--- TEXT SECTION ---
Opinion

A suicide note I never wrote

Spike-headshotProvoked by a fit of insomnia and the magnitude of my troubled thoughts, I called The Veterans Crisis Line at 2 a.m., Wednesday.

That’s the first time I’ve had to do that, and I hope it will be the last, because it drained every ounce of courage I had.  Lately life has been too much for me.

In the past three weeks I have had to contend with my eviction, the death of my grandmother, my position at The Eagle, a 15-credit hour class load, and financial woes stemming from a laundry list of problems.

I spent five years as a United States Marine with two combat deployments and four continents under my boots. I ought to be used to stress and politics, but the camel’s back broke several straws ago.

During my tour of duty, I maintained a callous outlook toward suicide because I saw it in-line with someone who fakes a cold; it’s a thinly masked attempt to avoid duty.  Suicide was taboo from the beginning of boot camp, and I remember recruits looking for an easy-out once they realized the recruiter lied to them. The stock threat was that they’d cut their wrists with cheap issued BIC razors.

Suicidal recruits were often transferred to a special separations platoon for a few long, miserable weeks, and then sent home with a general discharge; failure to adapt.

Most of these “kids” weren’t ready to be yelled at by drill instructors, and the standard reaction is, “Well, then why the hell did you join the Marines?”

As a recruit, I was forced to stand guard and watch these phony suicide cases.

--- SHORT TASK 1 ---
Rescale the entries from the line containing "target=damaged front end" through the end of the entries. Give only those lines, requests included, with every box coordinate in the outputs multiplied by 0.7 and rounded to a whole number (halves round up).

--- Box-labeled dataset extracts ---
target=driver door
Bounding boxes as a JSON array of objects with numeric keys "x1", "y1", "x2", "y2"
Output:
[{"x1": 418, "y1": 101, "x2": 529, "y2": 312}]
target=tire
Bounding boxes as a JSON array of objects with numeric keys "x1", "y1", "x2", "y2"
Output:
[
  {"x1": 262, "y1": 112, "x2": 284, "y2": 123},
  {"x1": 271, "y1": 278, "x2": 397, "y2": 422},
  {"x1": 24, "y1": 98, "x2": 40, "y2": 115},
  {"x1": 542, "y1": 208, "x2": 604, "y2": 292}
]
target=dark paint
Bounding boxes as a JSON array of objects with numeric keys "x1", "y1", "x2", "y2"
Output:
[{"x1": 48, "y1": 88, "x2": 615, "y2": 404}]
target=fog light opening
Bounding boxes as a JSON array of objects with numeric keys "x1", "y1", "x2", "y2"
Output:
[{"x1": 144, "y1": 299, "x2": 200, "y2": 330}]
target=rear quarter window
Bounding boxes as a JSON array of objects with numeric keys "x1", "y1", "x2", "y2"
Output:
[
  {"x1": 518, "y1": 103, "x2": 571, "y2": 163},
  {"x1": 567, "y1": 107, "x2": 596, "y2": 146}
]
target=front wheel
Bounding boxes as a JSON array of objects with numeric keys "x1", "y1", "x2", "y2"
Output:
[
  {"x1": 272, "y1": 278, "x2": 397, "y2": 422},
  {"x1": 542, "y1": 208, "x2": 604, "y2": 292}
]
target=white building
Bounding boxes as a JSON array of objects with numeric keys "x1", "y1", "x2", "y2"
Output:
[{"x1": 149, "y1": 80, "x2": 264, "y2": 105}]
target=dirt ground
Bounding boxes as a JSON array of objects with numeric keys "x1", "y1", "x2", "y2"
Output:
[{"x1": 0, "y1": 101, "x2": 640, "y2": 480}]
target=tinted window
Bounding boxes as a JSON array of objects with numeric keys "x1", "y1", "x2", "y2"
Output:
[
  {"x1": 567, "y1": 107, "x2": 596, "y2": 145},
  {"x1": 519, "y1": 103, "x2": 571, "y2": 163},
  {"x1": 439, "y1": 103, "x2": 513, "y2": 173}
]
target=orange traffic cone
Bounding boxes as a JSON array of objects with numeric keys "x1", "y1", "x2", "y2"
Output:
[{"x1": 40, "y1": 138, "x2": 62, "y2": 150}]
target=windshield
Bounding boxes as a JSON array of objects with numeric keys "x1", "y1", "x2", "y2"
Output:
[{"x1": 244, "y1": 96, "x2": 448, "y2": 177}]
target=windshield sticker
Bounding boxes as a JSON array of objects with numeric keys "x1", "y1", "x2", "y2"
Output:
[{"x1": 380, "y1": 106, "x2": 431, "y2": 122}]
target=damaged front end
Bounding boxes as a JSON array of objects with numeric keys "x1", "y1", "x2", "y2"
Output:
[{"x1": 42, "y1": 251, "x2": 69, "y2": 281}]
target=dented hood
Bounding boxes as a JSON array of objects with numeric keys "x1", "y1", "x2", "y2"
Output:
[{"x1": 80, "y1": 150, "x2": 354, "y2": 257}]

--- SHORT TASK 2 ---
Write out the opinion piece again, word for word.

--- CORRECT RESPONSE 1 ---
target=damaged front end
Bounding boxes as a JSON array of objects with numeric keys "x1", "y1", "x2", "y2"
Output:
[{"x1": 29, "y1": 176, "x2": 48, "y2": 197}]
target=dented hood
Bounding boxes as a JSON array of objects with numeric keys "x1", "y1", "x2", "y2"
Output:
[{"x1": 56, "y1": 105, "x2": 248, "y2": 180}]

--- CORRECT RESPONSE 2 ---
Opinion

A suicide note I never wrote

Spike-headshotProvoked by a fit of insomnia and the magnitude of my troubled thoughts, I called The Veterans Crisis Line at 2 a.m., Wednesday.

That’s the first time I’ve had to do that, and I hope it will be the last, because it drained every ounce of courage I had.  Lately life has been too much for me.

In the past three weeks I have had to contend with my eviction, the death of my grandmother, my position at The Eagle, a 15-credit hour class load, and financial woes stemming from a laundry list of problems.

I spent five years as a United States Marine with two combat deployments and four continents under my boots. I ought to be used to stress and politics, but the camel’s back broke several straws ago.

During my tour of duty, I maintained a callous outlook toward suicide because I saw it in-line with someone who fakes a cold; it’s a thinly masked attempt to avoid duty.  Suicide was taboo from the beginning of boot camp, and I remember recruits looking for an easy-out once they realized the recruiter lied to them. The stock threat was that they’d cut their wrists with cheap issued BIC razors.

Suicidal recruits were often transferred to a special separations platoon for a few long, miserable weeks, and then sent home with a general discharge; failure to adapt.

Most of these “kids” weren’t ready to be yelled at by drill instructors, and the standard reaction is, “Well, then why the hell did you join the Marines?”

As a recruit, I was forced to stand guard and watch these phony suicide cases.